Text shown
Interaction of two monotonic effects

I’m trying to figure out how to deal with the coefficients interaction of two ordinal predictors. Specifically, I’m trying to adapt brms’s monotonic effects approach, so that increasing the level of either predictor will increase the proportion of the interaction’s coefficient.

Let the interaction term between level i of predictor 1 and level j of predictor 2 be
\eta_{i,j} = b \xi_{i,j}, where
\Xi is a I by J matrix in which \xi_{1,1} = 0, \xi_{I,J} = 1, \xi_{i,j} \in (0,1) for all other i and j, \xi_{i,j} < \xi_{i+1,j}, and \xi_{i,j} < \xi_{i,j+1}. In other words, it’s a matrix of proportions that increases along both rows and columns. I’m not sure if there’s a formal name for this type of matrix, but if anyone knows one I’d love to hear it.

Does this seem like a reasonable way to construct a monotonic interaction?

Secondly, does anyone have an idea for how to efficiently construct this sort of matrix in Stan? I’ve written a function for it, but I feel like it’s horribly inefficient.

Essentially, it

  1. Assembles a vector of proportions into a matrix starting with 0 and ending with 1
  2. Uses a stick breaking construction on each column to create a simplex (except for the last row), then cumulative sum
  3. Builds a cumulatively summed simplex on the last row
  4. Starting with xi[nrow-1, ncol-1] then moving up and left, multiplies each cell by the minimum of the cell to the left and below.

I used a log-sum-exp based soft minimum function in hopes that it wouldn’t upset the auto-diff. Here’s the functions:

functions{
  real lse_min(real a, real b, real sharpness) {
    // lse_min will return a number slightly lower than min(a,b), but is smooth
    // as sharpness increases, lse_min(x,y) -> min(x,y)

Complete the following
1. Answer these questions about the forum post on monotonic interactions:
(a) Which approach from brms is the poster trying to adapt?
(b) What values are fixed for \xi_{1,1} and \xi_{I,J}?
(c) What kind of minimum function does the poster use in the Stan code, and what was the hope in choosing it?
2. Continue the forum post on monotonic interactions, starting after its last line.

[Records excerpted from a collection]
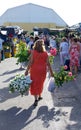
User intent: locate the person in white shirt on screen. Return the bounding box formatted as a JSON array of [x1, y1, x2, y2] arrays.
[[49, 36, 57, 48], [60, 37, 69, 66], [0, 37, 4, 63]]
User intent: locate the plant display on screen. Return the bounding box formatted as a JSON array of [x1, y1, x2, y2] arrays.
[[9, 74, 32, 96]]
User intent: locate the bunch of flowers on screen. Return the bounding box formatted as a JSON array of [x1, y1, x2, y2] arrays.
[[48, 48, 57, 64], [54, 65, 75, 87], [9, 74, 32, 96], [15, 41, 31, 64], [50, 48, 57, 56]]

Results
1.
(a) The monotonic effects approach.
(b) \xi_{1,1} = 0 and \xi_{I,J} = 1.
(c) A log-sum-exp based soft minimum, used in the hope that it wouldn't upset the auto-diff.

2.
    return -log_sum_exp([-a * sharpness, -b * sharpness]) / sharpness;
  }
  matrix monotonic_interaction(vector probs, int nrow, int ncol) {
    // The size of probs should be nrow * ncol - 2;
    matrix[nrow, ncol] working = 
      to_matrix(
        append_row(append_row([0]', probs), [1]'), nrow, ncol, 1);
   matrix[nrow, ncol] out;
    // Stick breaking process to build out simplex, then cumsum each row
    
    { // part 1: assemble and cumsum simplices for each column and the last row
      real last_prob = 0;
      real acc = 0;
      real current;
      for(j in 1:ncol){
        for(i in 1: nrow-1) {
          // The new prob is the accumulated log1m probs plus new prob
          current = working[i,j];
          acc +=  exp(last_prob + log(current));
          working[i,j] = acc;
          out[i,j] = acc;
          last_prob += log1m(current);
        }
        last_prob = 0;
        acc = 0;
      }
      // last row is its own simplex; note that we're not assigning to working here
      for(j in 1:ncol-1) {
        current = working[nrow,j];
        acc +=  exp(last_prob + log(current));
        out[nrow,j] = acc;
        last_prob += log1m(current);
      }
      // two primary corners should be 0 and 1
      out[1,1] = 0;
      out[nrow,ncol] = 1;
      working[1,1] = 0;
      working[nrow,ncol] = 1;
    }
    { // Part 2: make sure that A[i,j] < {A[i+1,j], A[i, j+1]}
      real right;
      real below;
      for(j in 1:ncol-1) for (i in 1:nrow-1) {
        // nrow-i will seq down from nrow-1 to 1 (same for ncol)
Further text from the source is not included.